Short exercise: Copy each of the entries below faithfully, setting aside any pictures.

::::::

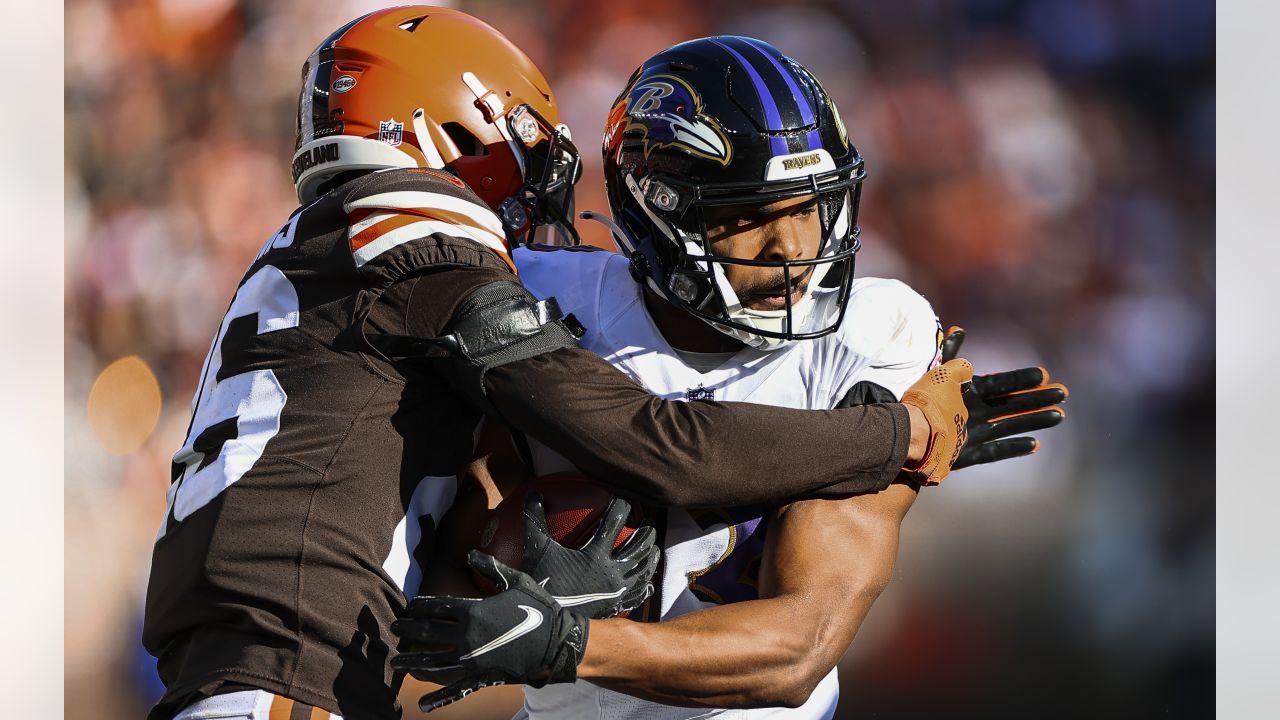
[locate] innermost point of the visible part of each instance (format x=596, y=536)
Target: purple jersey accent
x=736, y=577
x=772, y=117
x=801, y=99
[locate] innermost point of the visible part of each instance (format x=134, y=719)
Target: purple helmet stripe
x=771, y=109
x=807, y=113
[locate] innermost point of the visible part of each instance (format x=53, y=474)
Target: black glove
x=1002, y=405
x=517, y=636
x=597, y=580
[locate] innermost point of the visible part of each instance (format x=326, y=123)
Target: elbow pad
x=499, y=323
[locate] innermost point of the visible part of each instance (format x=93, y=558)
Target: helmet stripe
x=807, y=113
x=772, y=117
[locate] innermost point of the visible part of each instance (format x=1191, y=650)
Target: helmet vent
x=412, y=24
x=464, y=140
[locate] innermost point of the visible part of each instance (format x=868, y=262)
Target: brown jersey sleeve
x=661, y=451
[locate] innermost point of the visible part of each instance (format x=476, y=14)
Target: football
x=574, y=505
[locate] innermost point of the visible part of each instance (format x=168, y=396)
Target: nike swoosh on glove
x=1002, y=405
x=519, y=636
x=595, y=580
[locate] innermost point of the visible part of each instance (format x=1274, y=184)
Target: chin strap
x=497, y=324
x=620, y=236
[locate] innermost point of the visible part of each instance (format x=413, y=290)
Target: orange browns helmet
x=433, y=87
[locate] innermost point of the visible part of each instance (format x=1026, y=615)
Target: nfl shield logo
x=391, y=132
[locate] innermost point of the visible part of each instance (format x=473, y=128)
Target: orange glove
x=940, y=397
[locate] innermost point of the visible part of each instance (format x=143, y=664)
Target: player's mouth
x=775, y=297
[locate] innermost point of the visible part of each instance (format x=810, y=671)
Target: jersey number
x=234, y=415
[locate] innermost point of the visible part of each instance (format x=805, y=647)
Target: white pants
x=252, y=705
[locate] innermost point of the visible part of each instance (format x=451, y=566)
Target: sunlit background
x=1042, y=172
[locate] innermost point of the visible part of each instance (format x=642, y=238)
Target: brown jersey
x=312, y=469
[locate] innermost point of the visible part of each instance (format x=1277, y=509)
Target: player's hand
x=519, y=636
x=1002, y=405
x=595, y=580
x=940, y=397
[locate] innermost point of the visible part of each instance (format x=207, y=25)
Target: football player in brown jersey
x=364, y=345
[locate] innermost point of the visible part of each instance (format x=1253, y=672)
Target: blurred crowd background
x=1042, y=172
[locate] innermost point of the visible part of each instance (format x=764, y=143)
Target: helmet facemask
x=696, y=279
x=551, y=165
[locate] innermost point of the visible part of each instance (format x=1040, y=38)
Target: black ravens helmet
x=731, y=121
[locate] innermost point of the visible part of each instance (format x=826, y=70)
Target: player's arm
x=764, y=652
x=682, y=454
x=769, y=651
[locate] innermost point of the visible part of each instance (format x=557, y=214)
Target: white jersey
x=888, y=338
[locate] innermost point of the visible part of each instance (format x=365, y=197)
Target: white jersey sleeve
x=572, y=277
x=892, y=333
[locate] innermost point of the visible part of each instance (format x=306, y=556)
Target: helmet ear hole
x=464, y=140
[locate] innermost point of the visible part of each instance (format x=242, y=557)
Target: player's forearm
x=730, y=656
x=695, y=454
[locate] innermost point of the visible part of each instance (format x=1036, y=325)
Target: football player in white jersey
x=735, y=192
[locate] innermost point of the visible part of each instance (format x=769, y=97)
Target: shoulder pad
x=890, y=323
x=572, y=277
x=389, y=208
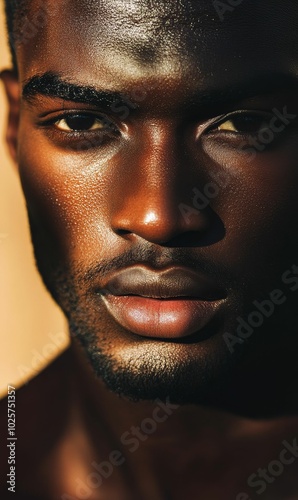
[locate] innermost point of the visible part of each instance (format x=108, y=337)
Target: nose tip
x=160, y=225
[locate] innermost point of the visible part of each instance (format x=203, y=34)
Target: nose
x=153, y=200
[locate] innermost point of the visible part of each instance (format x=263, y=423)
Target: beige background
x=32, y=328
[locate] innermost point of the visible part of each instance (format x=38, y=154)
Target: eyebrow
x=52, y=85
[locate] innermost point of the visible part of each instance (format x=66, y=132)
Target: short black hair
x=14, y=10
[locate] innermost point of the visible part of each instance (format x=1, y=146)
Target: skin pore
x=167, y=98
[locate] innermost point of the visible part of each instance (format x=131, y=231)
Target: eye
x=80, y=122
x=244, y=124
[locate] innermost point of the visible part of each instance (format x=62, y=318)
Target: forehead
x=208, y=43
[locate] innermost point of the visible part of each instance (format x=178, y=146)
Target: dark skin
x=114, y=189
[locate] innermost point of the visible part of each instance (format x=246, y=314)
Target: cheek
x=65, y=196
x=259, y=208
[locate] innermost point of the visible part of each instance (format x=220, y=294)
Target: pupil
x=249, y=124
x=80, y=122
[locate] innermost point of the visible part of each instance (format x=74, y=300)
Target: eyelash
x=263, y=117
x=109, y=128
x=90, y=139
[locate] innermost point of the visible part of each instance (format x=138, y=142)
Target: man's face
x=158, y=157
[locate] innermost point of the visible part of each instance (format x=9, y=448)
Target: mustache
x=156, y=259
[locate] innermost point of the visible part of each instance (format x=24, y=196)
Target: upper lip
x=175, y=282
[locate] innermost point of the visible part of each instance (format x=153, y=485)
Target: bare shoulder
x=37, y=408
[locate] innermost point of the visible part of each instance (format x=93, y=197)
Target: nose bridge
x=158, y=169
x=159, y=174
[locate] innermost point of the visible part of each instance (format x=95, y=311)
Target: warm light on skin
x=151, y=217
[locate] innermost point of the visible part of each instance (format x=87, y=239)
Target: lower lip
x=161, y=318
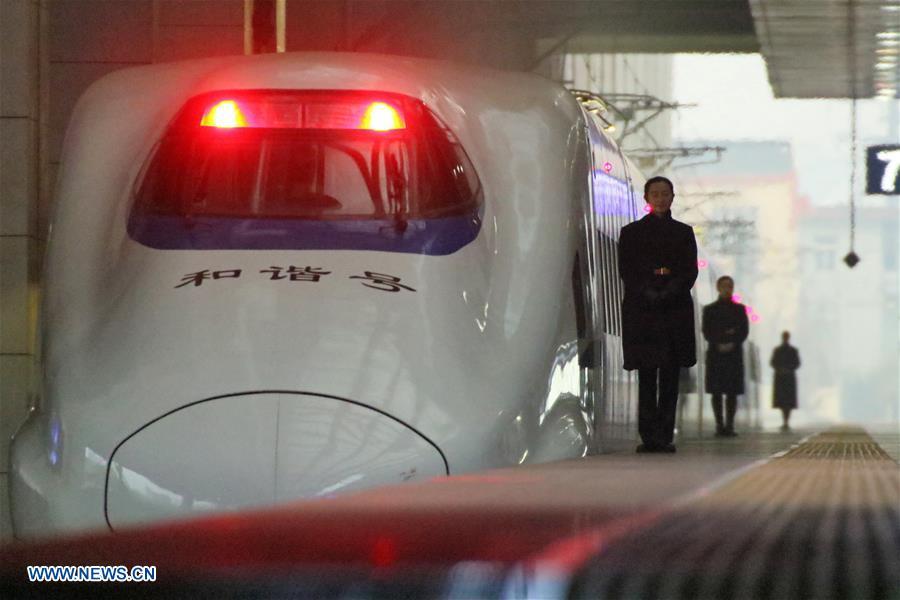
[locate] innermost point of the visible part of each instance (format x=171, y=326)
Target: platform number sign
x=883, y=170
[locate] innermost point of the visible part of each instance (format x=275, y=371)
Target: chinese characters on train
x=377, y=281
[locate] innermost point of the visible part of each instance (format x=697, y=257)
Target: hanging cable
x=852, y=258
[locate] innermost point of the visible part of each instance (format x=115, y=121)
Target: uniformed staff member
x=658, y=263
x=785, y=361
x=725, y=327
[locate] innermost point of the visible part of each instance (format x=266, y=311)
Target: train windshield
x=307, y=170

::::::

Full solution:
[locate] innermost point of the visible part of each instance (format x=596, y=536)
Target: purple jersey accent
x=736, y=577
x=772, y=117
x=801, y=99
[locate] innermost point of the visible part of each instance (format x=134, y=719)
Target: purple helmet stripe
x=771, y=109
x=807, y=113
[locate] innermost point of the visible part of each instance (format x=53, y=474)
Target: black glove
x=1002, y=405
x=517, y=636
x=597, y=580
[locate] innermost point of the visible part of each instance (format x=326, y=123)
Target: elbow pad
x=499, y=323
[locate] innermost point of the visible part of each instance (format x=93, y=558)
Target: helmet stripe
x=807, y=113
x=772, y=117
[locate] innermost point of the visible part of each instance (format x=1191, y=650)
Target: helmet vent
x=412, y=24
x=464, y=140
[locate] innermost point of the visible part of each instance (format x=868, y=262)
Target: brown jersey sleeve
x=661, y=451
[locate] innermost point of the visible part of each instance (format x=476, y=14)
Target: football
x=574, y=505
[locate] innermost point of the visible part of each instance (format x=168, y=396)
Target: nike swoosh on glove
x=1002, y=405
x=519, y=636
x=595, y=580
[locate] innermost point of the visible part of each instance (format x=1274, y=184)
Target: chin strap
x=497, y=324
x=620, y=236
[locate] innermost point of the visible part of each instance (format x=413, y=290)
Target: orange browns helmet
x=433, y=87
[locate] innermost point of the visible part of each instance (format x=1026, y=615)
Target: nfl shield logo
x=391, y=132
[locate] innermost point of the visible part of each instance (format x=473, y=128)
Target: orange glove
x=940, y=397
[locate] innermost point of the visible part of each instance (format x=143, y=664)
Target: player's mouth
x=775, y=297
[locate] innermost point of the visible part of each instance (format x=810, y=671)
Target: jersey number
x=234, y=415
[locate] innermost point of the visible part of each instance (format x=805, y=647)
Target: white pants
x=252, y=705
[locate] innermost point of the visible part of each instance (format x=451, y=566)
Target: sunlit background
x=1042, y=172
[locate] innermost point of the visible part of each instance (format x=642, y=238)
Target: brown jersey
x=312, y=469
[locate] innermost point of the visible part of each instance (format x=1277, y=509)
Target: player's hand
x=519, y=636
x=1002, y=405
x=595, y=580
x=940, y=397
[locate] innermost point of the visible part of each instance (format x=207, y=25)
Target: football player in brown jersey
x=364, y=345
[locate] innermost point of the visible part of each instance (format x=1253, y=672)
Target: blurred crowd background
x=1042, y=172
[locate] innermost point of the visible part of each instance (format x=764, y=143)
Target: helmet facemask
x=696, y=279
x=551, y=165
[locate] innermost point of the visible part of each instance (format x=1040, y=38)
Target: black ravens helmet
x=731, y=121
[locate] innermost point of the visible part of each instance (format x=826, y=70)
Target: player's arm
x=764, y=652
x=682, y=454
x=769, y=651
[locate] innermost point of the visible part of each instance (format x=557, y=214)
Target: white jersey
x=888, y=338
[locate] innermost point of the visible part of each instance (format x=365, y=197)
Target: white jersey sleeve
x=572, y=277
x=892, y=333
[locate] innermost point of the visible part of each instance (format x=306, y=556)
Target: helmet ear hole
x=464, y=140
[locate] innermost point of the visible part of each instance (format x=242, y=557)
Target: player's forearm
x=730, y=656
x=695, y=454
[locate] innermost point of the visible part of each instance (format x=1036, y=325)
Target: football player in white jersey
x=735, y=192
[locate] innermost point of the visible part of each instance (format x=769, y=97)
Target: shoulder pad
x=890, y=323
x=572, y=277
x=389, y=208
[locate] innermost point of the visible part of each instance (format x=108, y=337)
Target: nose tip
x=160, y=225
[locate] innermost point of the visible part of each instance (format x=203, y=34)
Target: nose
x=153, y=200
[locate] innermost point of the visible part of each instance (format x=263, y=423)
Target: beige background
x=32, y=328
[locate] innermost point of the visible part of each instance (format x=38, y=154)
Target: eyebrow
x=52, y=85
[locate] innermost point of the visible part of each instance (format x=66, y=132)
Target: short black hair
x=14, y=10
[locate] innermost point of the visible part of each instance (format x=1, y=146)
Target: skin pore
x=167, y=98
[locate] innermost point of the visible part of each instance (format x=131, y=231)
Target: eye
x=80, y=122
x=244, y=124
[locate] innermost point of the visible part of each instance (format x=62, y=318)
Target: forehead
x=208, y=43
[locate] innermost point of the visible part of each instance (format x=178, y=146)
Target: dark skin
x=114, y=189
[locate] innermost point of the visible part of each instance (format x=246, y=314)
Target: cheek
x=65, y=196
x=259, y=208
[locate] innermost point of the visible part of each instance (format x=220, y=294)
Target: pupil
x=249, y=124
x=80, y=122
[locate] innermost point of the visible part of each instance (format x=74, y=300)
Target: eyelash
x=263, y=117
x=109, y=128
x=90, y=139
[locate] innermost point of the visible part of each instance (format x=138, y=142)
Target: man's face
x=158, y=157
[locate] innermost point of the visible part of each instance (format x=9, y=448)
Target: mustache
x=156, y=259
[locate] innermost point of the visible part of each instance (format x=24, y=196)
Target: upper lip
x=175, y=282
[locate] innermost point of the visible part of each instance (format x=153, y=485)
Target: bare shoulder
x=37, y=408
[locate] innermost point of the visible part of each instance (format x=93, y=197)
Target: nose bridge
x=158, y=169
x=159, y=174
[locate] innermost point of the visible part of each instance (format x=95, y=311)
Target: warm light on skin
x=151, y=217
[locate] innermost point of the visible part of each instance (format x=87, y=239)
Target: lower lip
x=161, y=318
[locate] innermost point of the visible part of each instance (format x=171, y=326)
Target: platform number sign
x=883, y=170
[locate] innermost point of the visible part of each instance (format x=275, y=371)
Target: chinese characters on train
x=377, y=281
[locate] innermost point of the visible part of each instance (format x=697, y=257)
Target: hanging cable
x=852, y=258
[locate] innermost point of the visible part of each instance (format x=115, y=121)
Target: uniformed staff member
x=658, y=263
x=785, y=361
x=725, y=327
[locate] innermost point of the visible part of each instance (format x=266, y=311)
Target: train windshield
x=307, y=170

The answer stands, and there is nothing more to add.